Supplied information
———

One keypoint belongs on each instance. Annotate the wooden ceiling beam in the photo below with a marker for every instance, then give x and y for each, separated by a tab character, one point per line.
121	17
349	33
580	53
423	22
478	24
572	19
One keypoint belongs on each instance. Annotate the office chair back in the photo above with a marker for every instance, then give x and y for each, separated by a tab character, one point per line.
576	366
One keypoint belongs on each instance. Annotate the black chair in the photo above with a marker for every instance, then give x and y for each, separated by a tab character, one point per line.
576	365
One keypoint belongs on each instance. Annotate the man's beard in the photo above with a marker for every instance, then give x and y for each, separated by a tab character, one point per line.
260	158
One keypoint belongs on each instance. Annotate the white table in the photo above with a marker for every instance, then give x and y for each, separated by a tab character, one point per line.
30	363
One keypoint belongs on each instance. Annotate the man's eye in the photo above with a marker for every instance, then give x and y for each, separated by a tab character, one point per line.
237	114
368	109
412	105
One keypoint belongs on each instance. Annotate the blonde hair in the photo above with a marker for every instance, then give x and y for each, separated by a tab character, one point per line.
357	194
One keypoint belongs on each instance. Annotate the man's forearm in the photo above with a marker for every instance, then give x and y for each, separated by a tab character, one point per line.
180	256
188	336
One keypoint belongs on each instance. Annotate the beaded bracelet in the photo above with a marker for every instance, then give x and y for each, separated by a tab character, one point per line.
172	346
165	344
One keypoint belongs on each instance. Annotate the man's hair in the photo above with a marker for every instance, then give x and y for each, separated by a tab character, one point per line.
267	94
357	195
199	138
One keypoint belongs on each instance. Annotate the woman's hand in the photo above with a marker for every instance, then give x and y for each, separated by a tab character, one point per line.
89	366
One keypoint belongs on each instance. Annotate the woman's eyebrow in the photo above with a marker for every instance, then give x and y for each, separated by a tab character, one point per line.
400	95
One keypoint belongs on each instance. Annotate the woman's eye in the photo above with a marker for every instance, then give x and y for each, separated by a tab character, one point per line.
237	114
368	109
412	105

———

Make a verbatim copy of each record.

Result of this exercise
One keypoint belongs on each instance. Annotate the wooden ceiling beam in the photo below with a marker for every instance, then give x and y for each, separated by a tab character, one point per line.
121	17
349	33
580	53
423	22
478	24
572	19
One keypoint belongs on each instance. Annotate the office chair back in the photo above with a marker for every instance, then give x and y for each, separated by a tab character, one point per line.
576	366
One keypoint belongs on each instance. Annotate the black chair in the photo above with a marker for every instance, then give x and y for each, separated by a tab character, one point per line.
576	365
One keypoint belongs on each instance. Annotate the man's beard in the photo above with a marker for every instance, then give x and y for each, separated by a tab character, one point per line.
260	158
One keypoint belongs on each instance. Annotate the white table in the photo above with a marker for every instance, then give x and y for each, separated by a tab character, one point per line.
30	363
One keypoint belongs on each instance. Annotate the man's eye in the photo above with a marker for every instance, then give x and y for each, separated by a tab character, one point per line.
237	114
368	109
412	105
One keypoint belongs on each instance. Annotate the blonde hair in the photo above with a marker for every instance, then give x and y for each, separated by a tab character, one point per line.
357	194
One keypoint belongs on each instance. Annotate the man's forearm in the photo above with a marker for every instance, then give x and y for each, separated by a tab character, one point per line.
180	256
188	336
One keypoint belongs on each instance. Annotate the beaded bracelet in the photo above with a marker for every instance, then give x and y for each, separated by a tab character, one point per line.
172	346
165	344
One keypoint belongs on each instance. Annotate the man's hair in the photo above with a marker for every instance, then give x and y for each, separated by a tab character, one point per line.
267	94
357	195
199	138
One keypoint belongs on each instance. Annotate the woman's hand in the photo above with a marker for every instance, then give x and y for each, separated by a tab character, one point per line.
89	366
One keypoint belongs on each instance. Annotate the woman's eyebrow in the photo above with a marker for every instance, then give x and y for each, separated by a tab character, one point per line.
400	95
One keypoint belongs on each instance. Annotate the woman's eye in the photo above with a marker for every instance, then give x and y for each, separated by a tab character, one point per line.
237	114
368	109
412	105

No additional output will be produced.